Case IV.—A. W., colored, aged 28. Mother suffers from neuralgia and headaches; one sister died of pulmonary tuberculosis. One brother is now serving a sentence at Moundsville Penitentiary for assault and battery. Another brother has been frequently arrested for various offenses.

Birth and childhood of patient apparently uneventful. During childhood fell from a fence following which he was unconscious for some time. Entered school between the ages of seven and eight, and attended regularly for about two years, when he became unruly and ungovernable—would play truant on frequent occasions, and finally left school before finishing the fourth grade. He worked around home for a little while, and was arrested the first time when eleven or twelve years old, for assault. At fourteen he was again arrested for some minor offense, and shortly afterwards was sentenced to one year in jail. On August 20, 1902, at the age of eighteen was arrested for carrying concealed weapons and discharging them in the street, for which offense he served five months in jail. March 3, 1903, sentenced to serve thirty days for larceny, and on the same date was further charged with disorderly conduct, for which he was given fifteen days in the workhouse. May 1, 1903, he was sentenced to sixty days in jail for petty larceny; July 18, 1903, charged with fornication, but charge was withdrawn. August 31, 1903, sentenced to thirty days in jail for being drunk and disorderly, and committing assault. November 1, 1903, sentenced to fifteen days in the workhouse on a charge of disorderly conduct. November 17, 1903, sentenced to twelve years for assault and highway robbery. He commenced using alcoholics at a very early age, and has indulged heavily since then. He was admitted to the Moundsville Penitentiary, December 13, 1903, where he remained until July 4, 1908, when he was transferred to Leavenworth. His record at the penitentiary is a very bad one, he was frequently punished for various offenses and showed a constant tendency to disobey rules and get into altercations with fellow prisoners. He was in solitary confinement several times, and forfeited almost all of his good time. Frequently became mildly excited, singing, shouting, praying and cursing in the most irrational manner. This state of excitement persisted unremittingly for seventy-two hours on one occasion. He declared that his lungs were rotting with tuberculosis or some other foul disease, and that he was suffocating. He persisted in exposing himself in a nude condition and refused nourishment.

He was admitted to the Government Hospital for the Insane, December 24, 1909.
################
▸ Things to do
1. Name every relative of the patient mentioned in the case report on A. W., with what the report says about each.
2. Carry on the case report on A. W. from its last sentence, about his admission to the Government Hospital for the Insane.
################
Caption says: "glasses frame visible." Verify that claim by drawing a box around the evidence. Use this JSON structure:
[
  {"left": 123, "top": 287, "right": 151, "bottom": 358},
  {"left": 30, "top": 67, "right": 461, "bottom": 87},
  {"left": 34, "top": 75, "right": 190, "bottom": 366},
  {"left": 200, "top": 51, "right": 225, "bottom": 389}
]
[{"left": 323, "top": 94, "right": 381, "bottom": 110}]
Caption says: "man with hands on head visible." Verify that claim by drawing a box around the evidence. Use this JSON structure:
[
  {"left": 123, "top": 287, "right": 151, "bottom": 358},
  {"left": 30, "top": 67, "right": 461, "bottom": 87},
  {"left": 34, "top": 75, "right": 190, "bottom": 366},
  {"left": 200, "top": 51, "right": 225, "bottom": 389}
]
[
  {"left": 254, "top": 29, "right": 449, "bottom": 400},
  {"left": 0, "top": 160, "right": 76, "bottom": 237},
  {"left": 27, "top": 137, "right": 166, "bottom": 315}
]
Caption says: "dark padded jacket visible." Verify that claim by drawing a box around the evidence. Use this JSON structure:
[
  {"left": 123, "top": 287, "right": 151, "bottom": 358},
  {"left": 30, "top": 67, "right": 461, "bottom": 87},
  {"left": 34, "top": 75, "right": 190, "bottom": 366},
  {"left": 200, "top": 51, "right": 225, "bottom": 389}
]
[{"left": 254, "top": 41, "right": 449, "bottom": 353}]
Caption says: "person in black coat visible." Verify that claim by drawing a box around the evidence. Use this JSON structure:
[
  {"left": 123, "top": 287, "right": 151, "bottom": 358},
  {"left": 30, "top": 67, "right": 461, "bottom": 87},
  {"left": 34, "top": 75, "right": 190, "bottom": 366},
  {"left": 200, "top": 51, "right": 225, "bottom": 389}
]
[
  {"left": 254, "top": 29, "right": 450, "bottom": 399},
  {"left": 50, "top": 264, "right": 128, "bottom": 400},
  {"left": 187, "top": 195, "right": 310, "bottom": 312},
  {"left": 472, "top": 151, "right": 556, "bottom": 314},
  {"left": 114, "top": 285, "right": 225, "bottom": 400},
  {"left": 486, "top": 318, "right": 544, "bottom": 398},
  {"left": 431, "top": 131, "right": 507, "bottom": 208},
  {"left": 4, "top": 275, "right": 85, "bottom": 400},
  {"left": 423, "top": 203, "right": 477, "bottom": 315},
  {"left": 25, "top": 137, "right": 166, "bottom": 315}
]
################
▸ Numbered answers
1.
- Mother: suffers from neuralgia and headaches.
- One sister: died of pulmonary tuberculosis.
- One brother: now serving a sentence at Moundsville Penitentiary for assault and battery.
- Another brother: has been frequently arrested for various offenses.

2.
Physical examination showed him to be a well-developed, healthy negro. Both deep and superficial reflexes exaggerated; ankle clonus both sides; hyperæsthesia of abdomen and face. He stated that two or three months prior to his admission to this Hospital he became suspicious of his food; had a burning in his stomach after eating; believed that his health was failing him; his breath became short; voice weak and lungs rotting. Early in December, 1909, he believed that he had been chloroformed by the prison officials for five days; he was not certain how this was done but believed that it might have been poured through the keyhole. During this period he sang like a graphophone; voices said “move his head”, and his head would move itself. When his eyes were open he saw nothing unusual but when they were shut he could hear them operating a machine on his body; they were pumping his stomach, and he became a skeleton. This was done to him through prejudice; did not know who was prejudiced against him, but at the prison they know all about it. Said he had not slept a wink since his admission to the Hospital; his breath is short; he has pains around his heart, but thinks he is getting better now.

He was a negro of limited mental capacity and possessed very little acquired knowledge. He was clean and tidy in his habits, keenly interested in his environment, and well oriented in all spheres. He lacked insight into the nature of his trouble. Attention could be easily gained and held; he comprehended well and readily, and showed no memory defect. There was a very marked tendency to hypochondriasis and exaggeration of actual ills. Soon after admission the active symptoms of his disorder disappeared, and he gradually acquired an adequate amount of insight, realizing that he had been insane. His conduct, at first orderly, now assumed the same character as that at prison. He frequently became involved in altercations with other patients and on several occasions manifested decidedly vicious tendencies. He was almost absolutely unamenable to the Hospital regulations and on that account had to be frequently reprimanded. He incited the other patients in his ward to all sorts of misdemeanors, and when not having any complaints himself, would fight the other patients’ battles. He remained clearly oriented throughout. He was decidedly deficient morally—could not see where his life had been an unsocial one, and did not even promise to lead a better one in the future.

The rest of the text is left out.